**SOURCE TEXT**
With $\epsilon=1$, we have for all $N>1$

$$\begin{align} \left|\sum_{n=1}^\infty \frac{1}{(x+\pi)^2n^2}-\sum_{n=1}^N \frac{1}{(x+\pi)^2n^2} \right|&=\sum_{n=N+1}^\infty \frac{1}{(x+\pi)^2n^2}\\\\ &\ge \frac1{(x+\pi)^2(N+1)^2}\\\\ &\ge1 \end{align}$$

whenever $x= -\pi+\frac1{ N+1}$. And we are done!

Answer 3

Put $f_n(x)=\displaystyle\sum_{k=1}^n\frac{1}{(x+\pi)^2k^2}$. Then for each $x\in(\pi,\pi)$, $f_n(x)\rightarrow \frac{\pi^2}{6(x+\pi)^2}$. Hence $f_n\xrightarrow{p.w} f$, where $f(x)=\frac{\pi^2}{6(x+\pi)^2}$ for all $x\in(-\pi,\pi)$.

**DATASET SECTION**
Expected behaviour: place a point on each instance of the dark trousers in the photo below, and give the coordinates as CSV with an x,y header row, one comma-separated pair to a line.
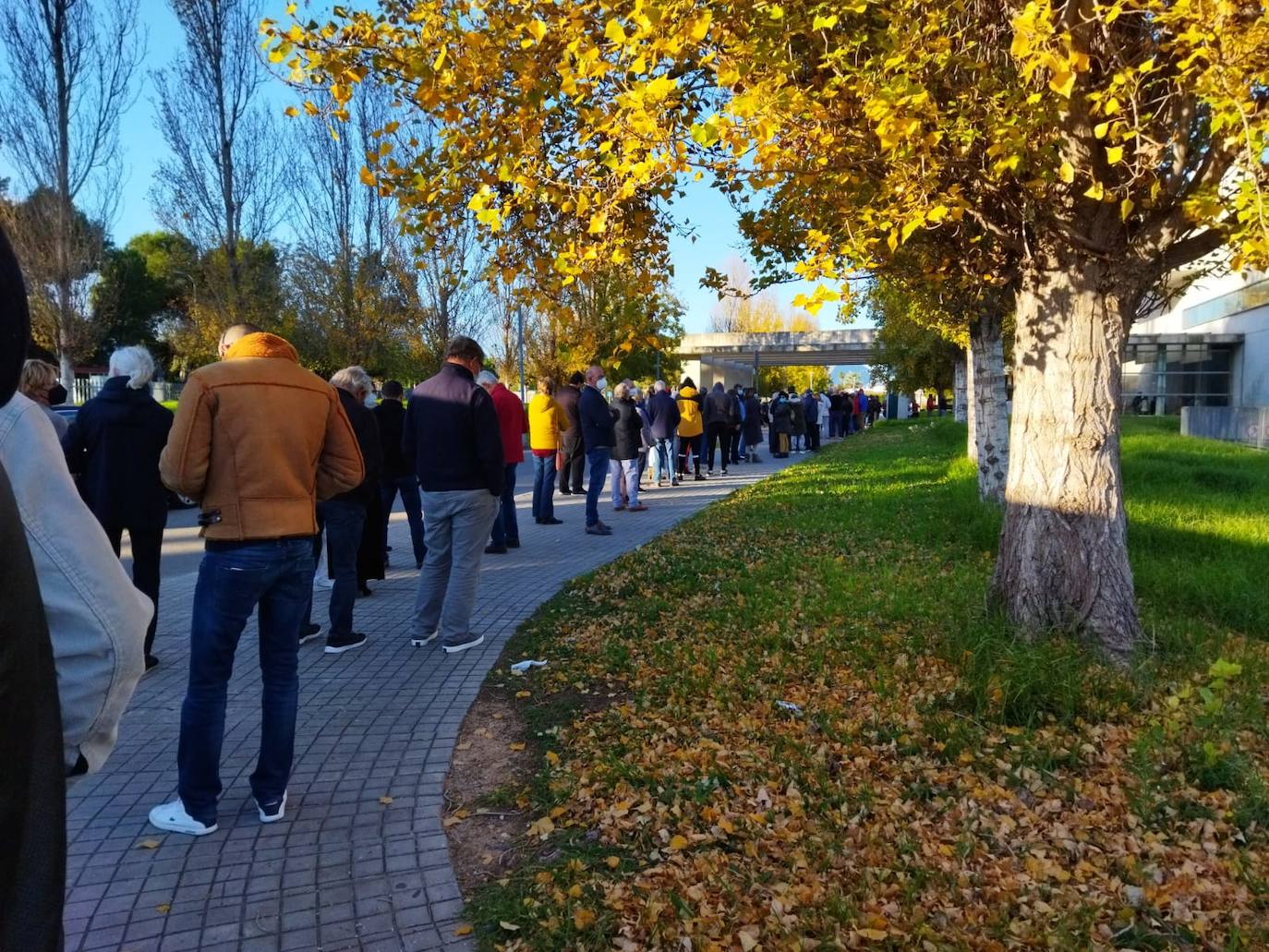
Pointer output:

**REQUIREMENT**
State whether each of the following statements agrees with the convergence excerpt. Answer yes or no for each, and quote the deciding words of the excerpt. 1. The argument takes epsilon equal to 1. 2. The lower bound of 1 holds whenever x equals −π + 1/(N+1). 3. The pointwise limit f(x) is given as π²/6, with no dependence on x.

**EXERCISE RESPONSE**
1. Yes: "With $\epsilon=1$, we have for all $N>1$"
2. Yes: "whenever $x= -\pi+\frac1{ N+1}$"
3. No: "where $f(x)=\frac{\pi^2}{6(x+\pi)^2}$ for all $x\in(-\pi,\pi)$"